- Data shown -
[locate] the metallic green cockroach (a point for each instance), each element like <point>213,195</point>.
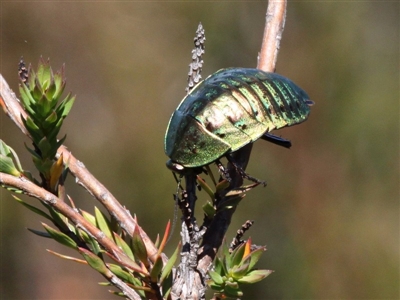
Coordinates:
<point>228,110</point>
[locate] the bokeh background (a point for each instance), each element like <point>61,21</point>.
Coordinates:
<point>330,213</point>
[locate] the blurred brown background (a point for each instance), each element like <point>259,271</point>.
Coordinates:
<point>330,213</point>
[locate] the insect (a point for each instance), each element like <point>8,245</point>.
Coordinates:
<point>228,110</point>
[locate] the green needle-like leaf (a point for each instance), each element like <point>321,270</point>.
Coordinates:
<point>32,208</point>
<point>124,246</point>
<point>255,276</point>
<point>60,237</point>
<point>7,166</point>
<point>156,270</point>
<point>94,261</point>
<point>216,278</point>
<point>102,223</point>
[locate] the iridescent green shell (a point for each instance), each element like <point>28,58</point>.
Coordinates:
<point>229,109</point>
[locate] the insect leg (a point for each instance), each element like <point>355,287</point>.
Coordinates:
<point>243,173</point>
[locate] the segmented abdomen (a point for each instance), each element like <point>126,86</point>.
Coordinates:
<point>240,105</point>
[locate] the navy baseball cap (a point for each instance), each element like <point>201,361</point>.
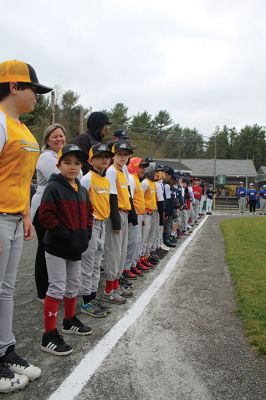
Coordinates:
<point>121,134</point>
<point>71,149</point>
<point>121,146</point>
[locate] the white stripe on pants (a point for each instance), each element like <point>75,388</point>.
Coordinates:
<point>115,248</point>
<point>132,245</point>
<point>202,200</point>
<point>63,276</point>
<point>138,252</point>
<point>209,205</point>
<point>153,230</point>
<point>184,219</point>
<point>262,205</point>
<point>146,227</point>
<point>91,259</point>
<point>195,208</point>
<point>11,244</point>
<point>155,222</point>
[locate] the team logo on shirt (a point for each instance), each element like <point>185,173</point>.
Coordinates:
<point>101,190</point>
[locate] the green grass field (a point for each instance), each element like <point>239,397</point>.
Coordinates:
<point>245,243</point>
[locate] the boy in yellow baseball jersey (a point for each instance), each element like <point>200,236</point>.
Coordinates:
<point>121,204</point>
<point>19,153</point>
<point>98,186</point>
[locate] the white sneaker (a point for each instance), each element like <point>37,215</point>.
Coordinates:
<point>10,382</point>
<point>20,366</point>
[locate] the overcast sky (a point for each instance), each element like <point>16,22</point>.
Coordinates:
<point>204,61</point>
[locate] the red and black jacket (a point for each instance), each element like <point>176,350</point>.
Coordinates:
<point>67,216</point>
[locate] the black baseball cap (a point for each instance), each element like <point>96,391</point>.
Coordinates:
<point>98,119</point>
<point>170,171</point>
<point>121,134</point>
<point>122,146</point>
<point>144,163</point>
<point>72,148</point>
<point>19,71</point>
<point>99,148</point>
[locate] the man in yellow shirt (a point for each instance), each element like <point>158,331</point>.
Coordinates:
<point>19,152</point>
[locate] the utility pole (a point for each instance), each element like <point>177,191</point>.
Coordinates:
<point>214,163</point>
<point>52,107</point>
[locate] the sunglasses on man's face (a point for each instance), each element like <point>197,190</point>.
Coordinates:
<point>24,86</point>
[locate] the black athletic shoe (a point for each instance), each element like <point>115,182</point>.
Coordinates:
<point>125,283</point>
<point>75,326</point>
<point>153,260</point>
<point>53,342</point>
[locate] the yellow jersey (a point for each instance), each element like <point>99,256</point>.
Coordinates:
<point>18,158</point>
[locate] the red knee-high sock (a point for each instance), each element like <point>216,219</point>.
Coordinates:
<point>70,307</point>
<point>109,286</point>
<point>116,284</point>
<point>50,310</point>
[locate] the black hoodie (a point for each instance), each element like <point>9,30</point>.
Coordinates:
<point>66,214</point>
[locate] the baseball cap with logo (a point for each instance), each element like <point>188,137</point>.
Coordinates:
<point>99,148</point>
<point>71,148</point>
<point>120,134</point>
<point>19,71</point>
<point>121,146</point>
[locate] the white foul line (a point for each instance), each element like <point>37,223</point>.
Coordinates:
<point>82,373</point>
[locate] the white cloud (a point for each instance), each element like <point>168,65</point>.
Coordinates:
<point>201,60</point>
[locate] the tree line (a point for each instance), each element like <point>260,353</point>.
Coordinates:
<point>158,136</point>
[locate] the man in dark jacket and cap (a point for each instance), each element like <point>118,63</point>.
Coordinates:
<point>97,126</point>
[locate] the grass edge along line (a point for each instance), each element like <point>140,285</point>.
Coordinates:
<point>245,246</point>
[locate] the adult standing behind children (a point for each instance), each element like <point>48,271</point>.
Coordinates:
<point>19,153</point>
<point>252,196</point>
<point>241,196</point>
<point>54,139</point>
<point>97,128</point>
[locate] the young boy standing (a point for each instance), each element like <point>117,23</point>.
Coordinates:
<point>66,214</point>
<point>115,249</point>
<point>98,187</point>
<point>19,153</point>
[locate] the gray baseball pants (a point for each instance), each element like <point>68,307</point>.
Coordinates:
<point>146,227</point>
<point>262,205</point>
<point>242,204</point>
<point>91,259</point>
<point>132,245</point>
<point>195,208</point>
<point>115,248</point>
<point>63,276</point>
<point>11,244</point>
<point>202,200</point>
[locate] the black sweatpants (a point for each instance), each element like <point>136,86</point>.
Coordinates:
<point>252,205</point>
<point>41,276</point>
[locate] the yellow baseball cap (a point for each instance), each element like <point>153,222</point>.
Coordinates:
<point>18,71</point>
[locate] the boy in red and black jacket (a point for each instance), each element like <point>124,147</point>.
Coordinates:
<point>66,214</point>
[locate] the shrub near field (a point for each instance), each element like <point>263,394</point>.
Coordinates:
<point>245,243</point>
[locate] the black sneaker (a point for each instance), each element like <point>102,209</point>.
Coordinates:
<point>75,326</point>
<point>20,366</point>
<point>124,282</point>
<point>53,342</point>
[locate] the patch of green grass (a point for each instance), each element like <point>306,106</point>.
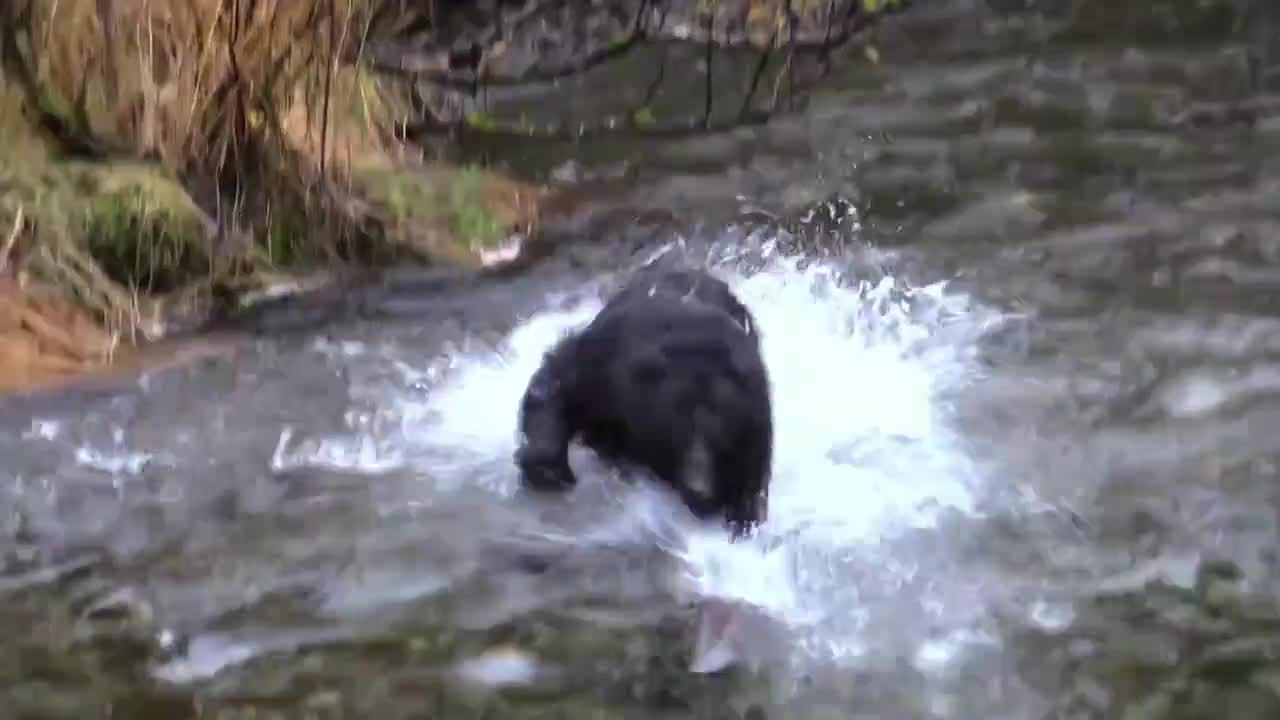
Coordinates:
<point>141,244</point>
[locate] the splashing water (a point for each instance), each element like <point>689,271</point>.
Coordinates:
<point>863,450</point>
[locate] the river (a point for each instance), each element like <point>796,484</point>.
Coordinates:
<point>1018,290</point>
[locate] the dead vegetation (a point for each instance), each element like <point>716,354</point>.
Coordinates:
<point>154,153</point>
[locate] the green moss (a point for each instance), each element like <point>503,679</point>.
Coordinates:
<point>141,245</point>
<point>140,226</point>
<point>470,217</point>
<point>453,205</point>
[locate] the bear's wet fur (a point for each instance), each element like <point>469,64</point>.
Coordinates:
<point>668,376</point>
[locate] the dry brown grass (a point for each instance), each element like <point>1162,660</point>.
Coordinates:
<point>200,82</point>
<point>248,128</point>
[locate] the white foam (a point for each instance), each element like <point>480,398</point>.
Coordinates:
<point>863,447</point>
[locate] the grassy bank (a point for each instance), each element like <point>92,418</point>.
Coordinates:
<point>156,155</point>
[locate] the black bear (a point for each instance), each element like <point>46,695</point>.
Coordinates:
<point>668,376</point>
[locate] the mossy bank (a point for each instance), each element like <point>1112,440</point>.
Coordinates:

- What you need to do -
Lay out everything from the line containing "[locate] the bear's" down to the end of the records as a numbered list, with blank lines left out.

- Exercise solution -
1. [locate] the bear's wet fur (a point for each instance), each element like <point>469,64</point>.
2. Coordinates:
3. <point>668,376</point>
4. [locate] the dry brown grass (a point for each instance), each element like <point>1162,660</point>.
5. Coordinates:
6. <point>200,82</point>
7. <point>248,128</point>
8. [locate] the white foam (a point for each instance), each element like <point>480,398</point>.
9. Coordinates:
10. <point>863,447</point>
11. [locate] the grassy bank (a point for each instance), each element like <point>92,418</point>.
12. Coordinates:
13. <point>156,155</point>
14. [locate] the black bear (a point for each instance), each element like <point>46,695</point>.
15. Coordinates:
16. <point>668,376</point>
17. [locate] the mossy bank (a point for each instance), each element like <point>1112,440</point>.
18. Coordinates:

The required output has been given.